Reproduce word for word everything in the MEMS passage from "MEMS have found" down to "in which direction.".

BEGIN Text provided

Those machines still exist, but the machines we are most familiar with in the 21st century, and the ones that we are most proud of, are generally small, smooth, clean and quiet. Few machines epitomise this trend more than MEMS, or micro electromechanical systems.
These are machines so small that you can't make them out with the naked eye, from practical devices like orientation sensors to toy cars built to show off the prowess of the micro-engineers.
MEMS have been around, in a crude form at least, for several decades. Soon after the development of the silicon microchip for electronics in the 1950s, some of the interesting properties of silicon were put to good use by building tiny chips that sensed pressure or force directly.
True MEMS appeared in the 1970s, when the techniques used to etch electronic circuits on silicon were adapted to etch mechanical devices instead, such as tiny motors and valves with actual moving parts.
MEMS have found their way into many parts of our lives. Early applications were the nozzles in ink-jet printers and sensors which feed reliable information to a car's onboard computer.
More recently MEMS have provided some of near-magical abilities of consumer electronics, such as the tiny gyroscopes and compasses that tell a smart phone which way it is facing, and the accelerometers that tell it when it is moving and in which direction.

END Text provided
BEGIN Given information

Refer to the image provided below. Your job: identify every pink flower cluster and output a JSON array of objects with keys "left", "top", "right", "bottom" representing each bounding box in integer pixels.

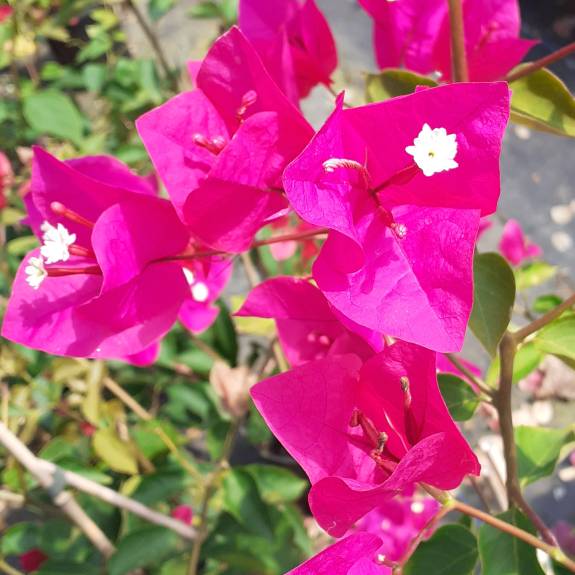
[{"left": 2, "top": 0, "right": 513, "bottom": 575}]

END Given information

**Exercise output**
MEMS have found their way into many parts of our lives. Early applications were the nozzles in ink-jet printers and sensors which feed reliable information to a car's onboard computer.
More recently MEMS have provided some of near-magical abilities of consumer electronics, such as the tiny gyroscopes and compasses that tell a smart phone which way it is facing, and the accelerometers that tell it when it is moving and in which direction.